• Задание A: Выведите без изменений фрагмент текста о логическом способе познания от «Но в той же» до «необходимое и закономерное?».
• Задание B: Продолжите текст о логическом способе познания, начав сразу после его последнего предложения.

• Исходный текст:
>>>>
Выбрать главу

Но в той же картине высшей ступени развития, полученной с помощью того же логического способа, не только отсутствуют случайные, но и одновременно сохраняются все необходимые условия возникновения этой ступени, необходимые, важные, определяющие с точки зрения именно понятия (понимания, разумения) истины и сути развития вообще. Разве в таком понятии и не разрешается само противоречие того, чтó принять за истинно научное и правильное, а чтó – за ложное, чтó мыслить как действительно случайное в развитии, а чтó – как необходимое и закономерное?

Оказывается, и здесь все зависит от того, как толковать сами понятия. «Превращение логического способа во всеобще-значимый способ познания, – заключает Ю.М. Бородай, – находит внешнее выражение в признании преимущественной ценности так называемого „научного“ (!) отношения к действительности, т.е. ценности рассмотрения „вещей“ с точки зрения их собственной „объективной“ логики. Реально-исторически этому изменению в способе мышления соответствует бурный взлет естествознания, современные формы которого (их история начинается с эпохи Возрождения) превращаются в непосредственную производительную силу…» [13, 150]. Далее автор, оставаясь недовольным ценностью «научного» подхода к действительности (здесь эта «научность» молчаливо принимается как прерогатива исключительно естественных наук), переключает внимание на важность обращения к «социально-историческим знаниям».
<<<<
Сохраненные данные
>>>>
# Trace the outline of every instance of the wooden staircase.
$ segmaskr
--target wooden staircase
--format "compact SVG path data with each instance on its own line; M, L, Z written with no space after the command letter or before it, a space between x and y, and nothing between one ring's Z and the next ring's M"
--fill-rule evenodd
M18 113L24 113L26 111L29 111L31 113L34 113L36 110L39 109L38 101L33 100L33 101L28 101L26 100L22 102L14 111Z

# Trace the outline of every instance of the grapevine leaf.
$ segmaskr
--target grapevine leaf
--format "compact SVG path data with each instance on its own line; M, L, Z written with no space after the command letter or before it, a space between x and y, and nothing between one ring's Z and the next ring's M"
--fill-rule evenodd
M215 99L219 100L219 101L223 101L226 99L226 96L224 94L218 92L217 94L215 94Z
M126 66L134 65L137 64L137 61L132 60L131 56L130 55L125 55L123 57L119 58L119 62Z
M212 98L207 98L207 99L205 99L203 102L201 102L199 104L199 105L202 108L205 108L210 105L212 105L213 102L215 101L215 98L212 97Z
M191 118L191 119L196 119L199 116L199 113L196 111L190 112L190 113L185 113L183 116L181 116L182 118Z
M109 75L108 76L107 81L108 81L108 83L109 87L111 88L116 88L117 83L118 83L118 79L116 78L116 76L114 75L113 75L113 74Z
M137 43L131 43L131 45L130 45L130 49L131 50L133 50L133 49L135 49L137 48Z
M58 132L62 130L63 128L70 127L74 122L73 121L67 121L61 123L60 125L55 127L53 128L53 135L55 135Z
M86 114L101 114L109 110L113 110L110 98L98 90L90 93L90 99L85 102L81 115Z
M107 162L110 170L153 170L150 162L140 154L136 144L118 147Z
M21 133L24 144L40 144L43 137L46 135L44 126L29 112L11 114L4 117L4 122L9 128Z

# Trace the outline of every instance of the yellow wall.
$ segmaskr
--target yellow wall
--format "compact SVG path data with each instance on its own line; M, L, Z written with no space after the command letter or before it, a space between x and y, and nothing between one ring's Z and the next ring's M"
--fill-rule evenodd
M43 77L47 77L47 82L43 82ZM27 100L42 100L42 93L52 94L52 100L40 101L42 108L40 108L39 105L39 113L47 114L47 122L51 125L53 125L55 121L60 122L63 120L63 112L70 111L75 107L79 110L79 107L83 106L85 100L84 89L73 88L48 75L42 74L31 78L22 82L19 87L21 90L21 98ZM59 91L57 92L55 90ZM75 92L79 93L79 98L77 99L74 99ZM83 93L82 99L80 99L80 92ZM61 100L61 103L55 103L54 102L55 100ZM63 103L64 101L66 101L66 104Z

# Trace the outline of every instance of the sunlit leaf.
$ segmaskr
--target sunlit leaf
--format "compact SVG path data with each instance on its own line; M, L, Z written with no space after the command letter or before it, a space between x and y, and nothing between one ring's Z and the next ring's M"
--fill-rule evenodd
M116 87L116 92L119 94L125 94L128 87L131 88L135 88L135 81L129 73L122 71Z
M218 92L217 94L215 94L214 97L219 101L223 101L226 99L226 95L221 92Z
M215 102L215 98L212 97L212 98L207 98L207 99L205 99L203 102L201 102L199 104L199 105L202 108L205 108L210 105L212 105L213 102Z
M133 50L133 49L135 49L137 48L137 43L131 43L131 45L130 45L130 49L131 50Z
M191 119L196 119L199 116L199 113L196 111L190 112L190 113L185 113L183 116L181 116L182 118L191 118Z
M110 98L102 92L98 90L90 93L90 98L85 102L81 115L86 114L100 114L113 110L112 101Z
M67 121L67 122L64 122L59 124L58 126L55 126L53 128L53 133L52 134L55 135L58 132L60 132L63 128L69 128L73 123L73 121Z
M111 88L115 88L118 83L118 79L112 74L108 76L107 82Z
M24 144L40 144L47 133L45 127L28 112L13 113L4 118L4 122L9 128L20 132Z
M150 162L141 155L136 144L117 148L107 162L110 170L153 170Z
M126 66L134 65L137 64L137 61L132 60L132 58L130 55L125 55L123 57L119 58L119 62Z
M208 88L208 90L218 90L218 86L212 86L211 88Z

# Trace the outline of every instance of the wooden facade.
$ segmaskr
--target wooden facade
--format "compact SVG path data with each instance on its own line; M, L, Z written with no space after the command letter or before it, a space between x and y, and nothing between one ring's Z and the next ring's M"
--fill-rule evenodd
<<<<
• Результат A:
Но в той же картине высшей ступени развития, полученной с помощью того же логического способа, не только отсутствуют случайные, но и одновременно сохраняются все необходимые условия возникновения этой ступени, необходимые, важные, определяющие с точки зрения именно понятия (понимания, разумения) истины и сути развития вообще. Разве в таком понятии и не разрешается само противоречие того, чтó принять за истинно научное и правильное, а чтó – за ложное, чтó мыслить как действительно случайное в развитии, а чтó – как необходимое и закономерное?

• Результат B:
Трудно воспринимать это положение; большинство интересующих нас понятий и здесь взяты в кавычки. Во всяком случае, слишком уж неоправданно выглядит здесь противопоставление естественнонаучных и социально-исторических знаний. Можно подумать, что знания естественных наук не социально-историчны, что они могут нести в себе хоть гран чего-то чисто природного, естественного, асоциального и т.д. Полагаем, что и сам Ю.М. Бородай не станет утверждать это. В чем же тогда дело? А оно – в простом логическом приеме: вначале какое-нибудь понятие принимается в заведомо ограниченном смысле, а затем начинается восполнение этой его ограниченности за счет введения бесчисленного множества «новых смыслов», добытых не столько строго логическим, сколько произвольно оценочным способом. С этого момента и начинается процедура пересмотра значимости не только понятий, попавших в поле зрения, но и всего способа, благодаря которому они были получены и функционировали в своем объективно-истинном содержании.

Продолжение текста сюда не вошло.